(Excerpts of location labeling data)
__________________________________________________

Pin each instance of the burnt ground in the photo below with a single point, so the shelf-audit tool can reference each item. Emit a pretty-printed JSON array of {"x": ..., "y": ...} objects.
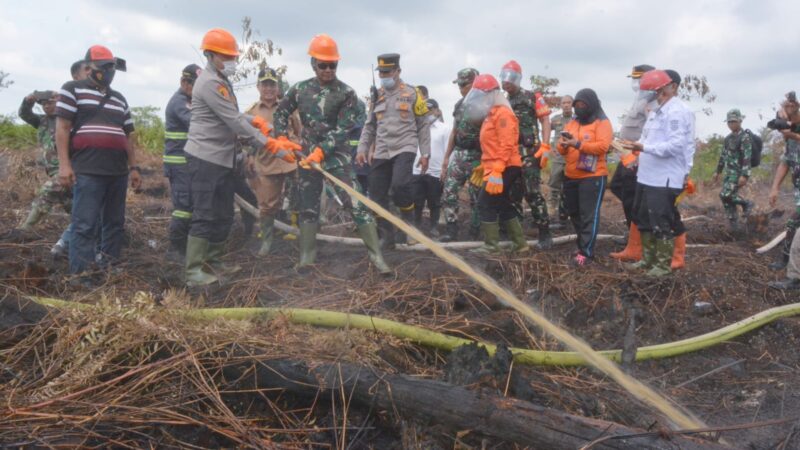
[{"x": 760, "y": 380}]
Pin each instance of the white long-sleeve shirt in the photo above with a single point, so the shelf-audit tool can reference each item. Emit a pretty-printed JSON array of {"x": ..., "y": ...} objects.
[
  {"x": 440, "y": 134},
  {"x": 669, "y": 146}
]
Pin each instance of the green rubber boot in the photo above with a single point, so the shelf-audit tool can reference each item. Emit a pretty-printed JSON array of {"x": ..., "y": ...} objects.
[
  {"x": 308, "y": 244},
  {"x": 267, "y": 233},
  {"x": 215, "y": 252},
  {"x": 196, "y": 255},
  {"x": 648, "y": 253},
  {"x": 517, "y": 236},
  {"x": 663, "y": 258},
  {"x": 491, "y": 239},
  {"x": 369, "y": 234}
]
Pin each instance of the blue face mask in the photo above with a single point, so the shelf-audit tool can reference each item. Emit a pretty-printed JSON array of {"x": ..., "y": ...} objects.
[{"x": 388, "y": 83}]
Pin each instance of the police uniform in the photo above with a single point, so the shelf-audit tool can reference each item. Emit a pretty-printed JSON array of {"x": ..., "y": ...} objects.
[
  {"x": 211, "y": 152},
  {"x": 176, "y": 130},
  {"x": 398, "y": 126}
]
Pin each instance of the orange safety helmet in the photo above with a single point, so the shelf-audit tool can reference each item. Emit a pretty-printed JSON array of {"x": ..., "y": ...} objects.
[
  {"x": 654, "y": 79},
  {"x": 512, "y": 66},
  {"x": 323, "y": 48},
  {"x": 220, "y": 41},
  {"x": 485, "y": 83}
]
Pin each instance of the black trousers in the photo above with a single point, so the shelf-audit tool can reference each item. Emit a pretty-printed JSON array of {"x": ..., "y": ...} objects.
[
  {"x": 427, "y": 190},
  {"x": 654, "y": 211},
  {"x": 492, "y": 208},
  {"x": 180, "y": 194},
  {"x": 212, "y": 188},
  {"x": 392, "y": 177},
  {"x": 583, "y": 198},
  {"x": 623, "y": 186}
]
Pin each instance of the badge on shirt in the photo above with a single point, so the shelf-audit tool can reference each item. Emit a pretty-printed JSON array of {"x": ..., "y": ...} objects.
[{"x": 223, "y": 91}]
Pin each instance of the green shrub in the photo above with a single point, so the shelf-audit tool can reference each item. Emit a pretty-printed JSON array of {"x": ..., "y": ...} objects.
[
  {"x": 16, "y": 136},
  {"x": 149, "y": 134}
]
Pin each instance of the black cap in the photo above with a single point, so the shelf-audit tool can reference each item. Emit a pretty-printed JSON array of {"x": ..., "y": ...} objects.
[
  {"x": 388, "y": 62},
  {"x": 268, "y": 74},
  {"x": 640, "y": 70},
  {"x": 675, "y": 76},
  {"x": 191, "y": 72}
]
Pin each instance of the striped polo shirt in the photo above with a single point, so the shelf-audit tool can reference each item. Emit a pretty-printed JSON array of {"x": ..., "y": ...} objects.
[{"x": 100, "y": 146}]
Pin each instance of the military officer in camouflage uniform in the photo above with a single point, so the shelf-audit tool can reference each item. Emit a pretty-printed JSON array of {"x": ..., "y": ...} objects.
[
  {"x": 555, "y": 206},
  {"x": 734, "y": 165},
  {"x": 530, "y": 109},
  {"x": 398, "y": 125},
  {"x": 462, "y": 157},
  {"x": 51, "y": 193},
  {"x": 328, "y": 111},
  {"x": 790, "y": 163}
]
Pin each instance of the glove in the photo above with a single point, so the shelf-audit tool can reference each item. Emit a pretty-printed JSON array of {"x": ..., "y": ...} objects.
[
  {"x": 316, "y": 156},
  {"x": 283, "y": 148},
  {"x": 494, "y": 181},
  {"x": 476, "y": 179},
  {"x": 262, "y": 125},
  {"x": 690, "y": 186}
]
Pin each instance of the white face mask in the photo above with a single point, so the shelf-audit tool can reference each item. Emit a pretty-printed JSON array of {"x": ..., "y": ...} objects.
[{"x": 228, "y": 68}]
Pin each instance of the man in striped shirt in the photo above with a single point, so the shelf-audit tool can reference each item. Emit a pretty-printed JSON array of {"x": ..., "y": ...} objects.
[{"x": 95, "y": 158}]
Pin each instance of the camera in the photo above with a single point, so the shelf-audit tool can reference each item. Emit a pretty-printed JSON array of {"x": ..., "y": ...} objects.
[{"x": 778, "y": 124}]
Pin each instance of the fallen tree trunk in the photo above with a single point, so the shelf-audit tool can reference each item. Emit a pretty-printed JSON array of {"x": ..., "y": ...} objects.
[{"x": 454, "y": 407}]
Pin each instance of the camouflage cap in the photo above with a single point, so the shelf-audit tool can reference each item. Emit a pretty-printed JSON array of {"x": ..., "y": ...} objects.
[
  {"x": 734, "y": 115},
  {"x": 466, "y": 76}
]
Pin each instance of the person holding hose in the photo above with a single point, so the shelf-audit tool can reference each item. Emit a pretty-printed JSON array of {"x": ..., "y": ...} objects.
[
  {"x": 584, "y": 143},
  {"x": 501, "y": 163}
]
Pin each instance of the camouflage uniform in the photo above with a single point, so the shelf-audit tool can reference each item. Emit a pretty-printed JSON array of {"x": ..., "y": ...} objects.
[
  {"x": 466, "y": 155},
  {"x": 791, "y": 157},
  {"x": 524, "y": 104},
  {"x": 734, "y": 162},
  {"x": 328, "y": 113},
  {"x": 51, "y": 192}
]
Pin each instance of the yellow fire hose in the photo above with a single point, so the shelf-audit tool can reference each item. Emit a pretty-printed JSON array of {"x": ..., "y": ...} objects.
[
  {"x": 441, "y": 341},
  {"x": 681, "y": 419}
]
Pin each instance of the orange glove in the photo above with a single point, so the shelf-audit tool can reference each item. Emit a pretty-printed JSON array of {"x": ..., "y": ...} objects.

__________________________________________________

Task to complete
Every line from the one containing "Pin each instance of the man" through the end of the data must be repeated exactly, and no other line.

Exercise solution
Pin each instance of the man in striped shirt in the photo above with a single point, so the shelf-audit tool can reference each item. Emit a pretty-printed JSON array of {"x": ..., "y": ...} objects.
[{"x": 95, "y": 158}]
Pin each instance of the camera in the photo above with a single point, so the shelf-audit tool can reference each item. Emit a pretty-printed JSON array of {"x": ..., "y": ...} objects.
[{"x": 778, "y": 124}]
Pin each instance of the fallen tree trunk in the photo above with a single point, so the shelf-audit tool can reference each item. Emit a pretty-printed JSON array of {"x": ..., "y": ...} objects.
[{"x": 454, "y": 407}]
Pin each instance of the camouflage cap in the photo above with a single point, so the shelf-audit tool can reference each item. Emit a pretty-printed JSON array of {"x": ..., "y": ...} objects.
[
  {"x": 734, "y": 115},
  {"x": 466, "y": 76}
]
Pin each instance of the person holding hose in the photo above with a single point, so the shelf-audit tool can reference each item. Emit a pretty-printed JSON array of {"x": ..., "y": ...} objects.
[
  {"x": 584, "y": 143},
  {"x": 501, "y": 163}
]
Pin each instance of the camouflage uniform in the photo above with a single point, so the shelf-audit tool can reference each item. Emit a pretty-printed JSON array of {"x": ..., "y": ...} objects.
[
  {"x": 466, "y": 155},
  {"x": 791, "y": 157},
  {"x": 524, "y": 104},
  {"x": 734, "y": 162},
  {"x": 328, "y": 113},
  {"x": 51, "y": 192}
]
Pin each instance of the yellow fire hose in the photo above with a single point, so the shelf-audit tool can reference each item. Emit a pretty-printed JSON array of {"x": ..., "y": ...} objects.
[
  {"x": 441, "y": 341},
  {"x": 681, "y": 419}
]
Pin each instance of the orange glove in the photo above with a single point, so the shelf-audit tool can reference each item. Emit a pretty-printed JSON array of {"x": ..., "y": ...} objects.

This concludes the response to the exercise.